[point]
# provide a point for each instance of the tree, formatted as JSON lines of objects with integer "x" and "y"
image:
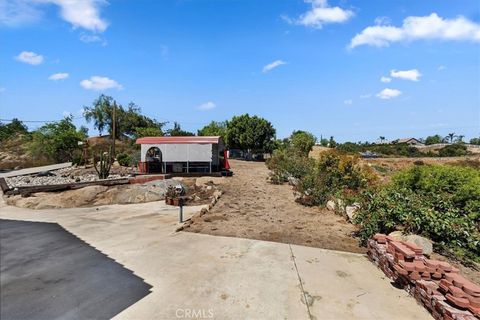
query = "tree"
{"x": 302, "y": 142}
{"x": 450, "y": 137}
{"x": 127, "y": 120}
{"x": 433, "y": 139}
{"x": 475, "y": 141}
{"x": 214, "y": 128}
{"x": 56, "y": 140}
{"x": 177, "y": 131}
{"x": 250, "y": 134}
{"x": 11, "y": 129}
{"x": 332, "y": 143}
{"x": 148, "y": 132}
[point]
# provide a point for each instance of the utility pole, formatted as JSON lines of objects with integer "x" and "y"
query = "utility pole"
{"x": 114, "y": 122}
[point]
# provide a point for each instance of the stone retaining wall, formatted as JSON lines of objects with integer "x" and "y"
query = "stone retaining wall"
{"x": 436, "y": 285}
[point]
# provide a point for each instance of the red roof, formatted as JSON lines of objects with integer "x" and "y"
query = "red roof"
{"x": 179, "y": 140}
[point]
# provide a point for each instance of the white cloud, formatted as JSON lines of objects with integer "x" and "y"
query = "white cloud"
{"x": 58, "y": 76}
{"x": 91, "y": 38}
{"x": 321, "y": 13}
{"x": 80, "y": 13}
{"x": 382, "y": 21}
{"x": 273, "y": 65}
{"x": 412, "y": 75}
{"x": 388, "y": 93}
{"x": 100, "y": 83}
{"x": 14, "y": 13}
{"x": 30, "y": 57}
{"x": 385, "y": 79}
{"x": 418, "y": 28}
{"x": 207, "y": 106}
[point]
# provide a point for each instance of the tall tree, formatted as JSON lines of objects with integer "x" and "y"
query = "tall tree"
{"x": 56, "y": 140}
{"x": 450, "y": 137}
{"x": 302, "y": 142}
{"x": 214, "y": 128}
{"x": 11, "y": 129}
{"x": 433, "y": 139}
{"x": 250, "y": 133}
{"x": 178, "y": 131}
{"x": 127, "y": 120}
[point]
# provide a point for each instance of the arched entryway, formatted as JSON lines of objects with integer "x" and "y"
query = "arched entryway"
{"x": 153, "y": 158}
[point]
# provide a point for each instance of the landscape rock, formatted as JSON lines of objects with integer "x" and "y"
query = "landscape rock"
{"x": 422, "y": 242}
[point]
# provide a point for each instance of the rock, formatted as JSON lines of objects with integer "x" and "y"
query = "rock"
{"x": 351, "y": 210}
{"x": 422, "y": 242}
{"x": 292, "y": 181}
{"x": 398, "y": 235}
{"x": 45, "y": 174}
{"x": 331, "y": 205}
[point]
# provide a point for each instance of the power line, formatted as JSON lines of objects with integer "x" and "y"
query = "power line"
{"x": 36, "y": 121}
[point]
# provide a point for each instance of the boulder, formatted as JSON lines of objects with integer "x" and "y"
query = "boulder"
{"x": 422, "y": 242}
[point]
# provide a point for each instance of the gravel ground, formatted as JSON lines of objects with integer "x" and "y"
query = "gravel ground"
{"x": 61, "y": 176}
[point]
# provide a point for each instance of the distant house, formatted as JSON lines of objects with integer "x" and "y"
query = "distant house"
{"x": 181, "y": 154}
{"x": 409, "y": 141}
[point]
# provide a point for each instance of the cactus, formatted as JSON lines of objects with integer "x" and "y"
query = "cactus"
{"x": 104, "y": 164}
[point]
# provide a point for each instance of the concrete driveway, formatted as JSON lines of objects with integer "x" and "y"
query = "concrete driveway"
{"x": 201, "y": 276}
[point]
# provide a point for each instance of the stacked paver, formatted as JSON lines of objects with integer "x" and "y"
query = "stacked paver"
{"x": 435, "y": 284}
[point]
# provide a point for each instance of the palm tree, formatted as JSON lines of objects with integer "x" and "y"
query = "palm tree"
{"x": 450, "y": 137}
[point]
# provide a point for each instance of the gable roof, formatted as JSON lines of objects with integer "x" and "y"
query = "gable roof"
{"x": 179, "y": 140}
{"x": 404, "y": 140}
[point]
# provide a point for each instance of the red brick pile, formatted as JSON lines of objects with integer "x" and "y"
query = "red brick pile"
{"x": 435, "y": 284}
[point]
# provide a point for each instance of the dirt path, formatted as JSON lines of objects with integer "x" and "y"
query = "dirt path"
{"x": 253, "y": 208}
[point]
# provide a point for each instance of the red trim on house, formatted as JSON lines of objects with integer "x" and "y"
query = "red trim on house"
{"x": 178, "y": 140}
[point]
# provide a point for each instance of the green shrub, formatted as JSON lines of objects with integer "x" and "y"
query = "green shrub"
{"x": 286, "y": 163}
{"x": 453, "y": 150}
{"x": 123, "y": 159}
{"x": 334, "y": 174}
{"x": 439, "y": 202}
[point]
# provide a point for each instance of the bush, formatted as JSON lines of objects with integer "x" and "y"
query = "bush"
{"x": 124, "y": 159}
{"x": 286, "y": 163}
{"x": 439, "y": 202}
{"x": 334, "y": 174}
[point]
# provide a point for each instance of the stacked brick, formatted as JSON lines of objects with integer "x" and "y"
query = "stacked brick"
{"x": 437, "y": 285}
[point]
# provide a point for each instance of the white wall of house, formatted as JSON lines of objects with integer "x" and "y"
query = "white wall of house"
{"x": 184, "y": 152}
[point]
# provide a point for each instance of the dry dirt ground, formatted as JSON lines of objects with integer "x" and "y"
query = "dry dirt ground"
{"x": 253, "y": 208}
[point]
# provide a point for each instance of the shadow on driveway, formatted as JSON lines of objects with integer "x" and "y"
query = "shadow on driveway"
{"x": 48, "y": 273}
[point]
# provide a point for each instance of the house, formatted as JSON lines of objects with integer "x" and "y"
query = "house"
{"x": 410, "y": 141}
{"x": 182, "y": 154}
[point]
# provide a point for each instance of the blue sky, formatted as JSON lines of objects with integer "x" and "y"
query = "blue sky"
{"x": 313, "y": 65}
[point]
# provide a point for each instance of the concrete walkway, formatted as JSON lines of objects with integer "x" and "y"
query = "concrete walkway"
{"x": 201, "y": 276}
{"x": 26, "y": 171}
..............................
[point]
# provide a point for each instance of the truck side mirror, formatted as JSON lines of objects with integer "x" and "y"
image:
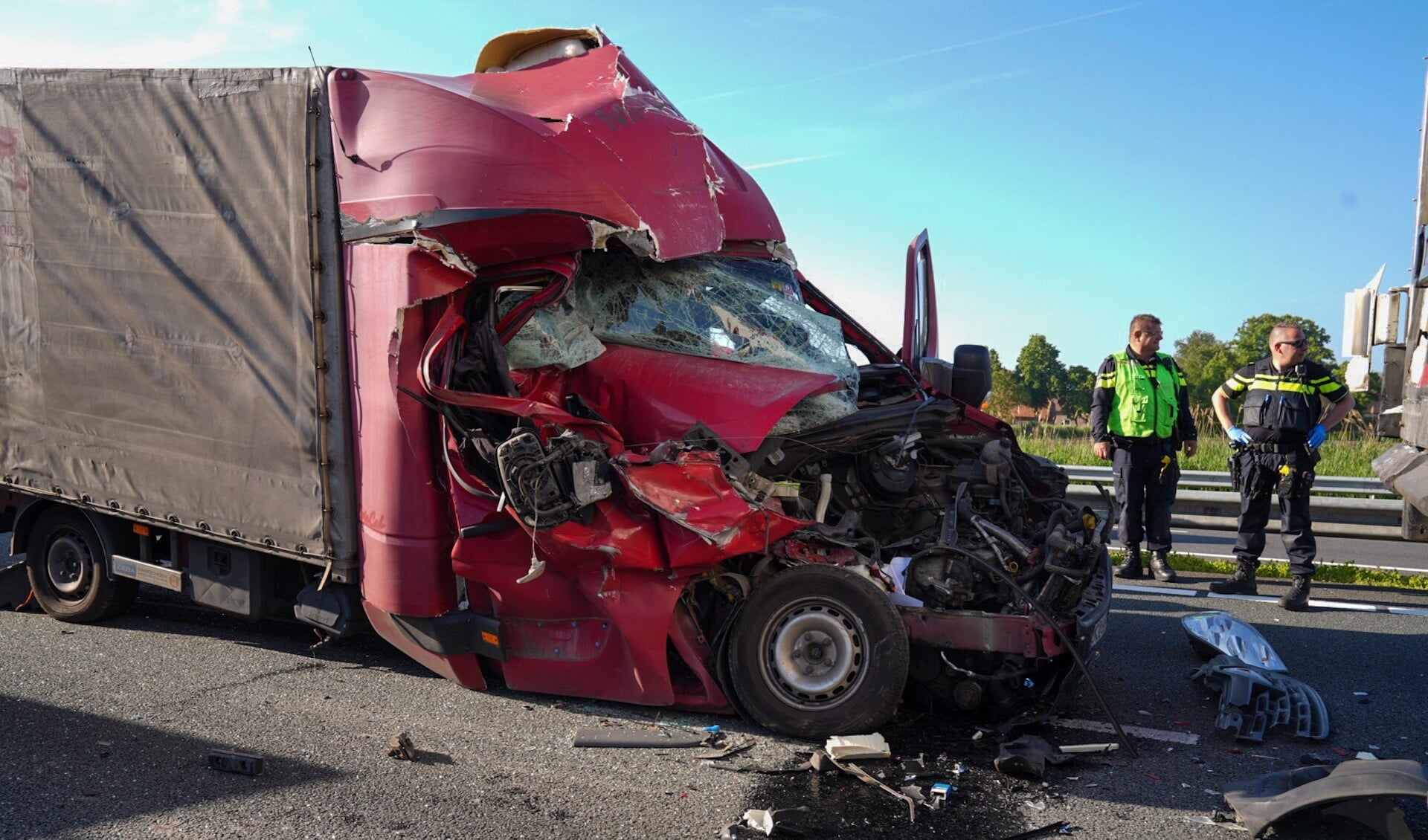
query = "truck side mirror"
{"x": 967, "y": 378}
..............................
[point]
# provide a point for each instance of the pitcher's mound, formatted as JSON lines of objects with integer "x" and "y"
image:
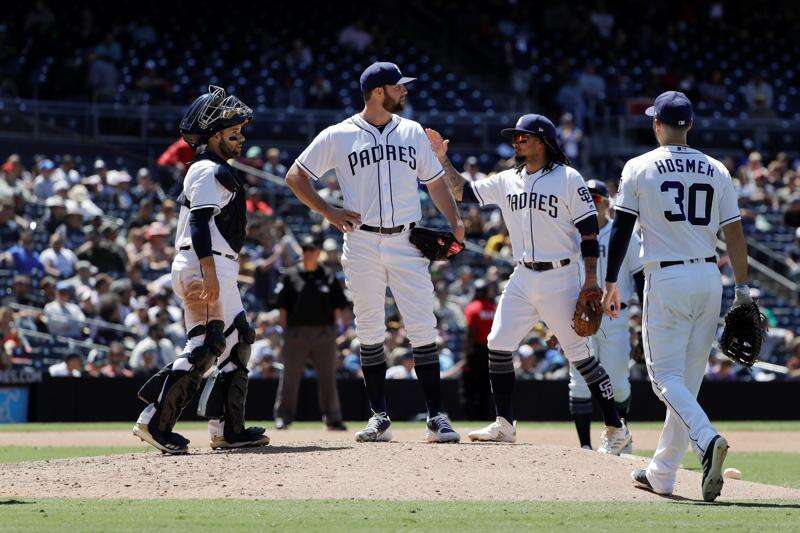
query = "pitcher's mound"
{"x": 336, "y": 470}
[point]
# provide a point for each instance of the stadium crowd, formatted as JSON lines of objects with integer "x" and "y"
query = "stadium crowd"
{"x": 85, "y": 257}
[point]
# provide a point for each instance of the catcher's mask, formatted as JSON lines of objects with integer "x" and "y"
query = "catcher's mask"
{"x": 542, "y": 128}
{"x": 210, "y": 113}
..............................
• _WHAT IS EXPECTED_:
After locating the line with "# provide a point for each instance of the power" in the material above, return it and each line after it exactly, ending at the line with "# provide a point for each instance of the boulder, formatted".

• _ANSWER BELOW_:
# provide a point for each instance of the power line, formatted as JSON lines of objects with integer "x" and "y"
query = "power line"
{"x": 36, "y": 121}
[point]
# provide a point for each instance of the boulder, formatted as JSON lines of objects with integer "x" and "y"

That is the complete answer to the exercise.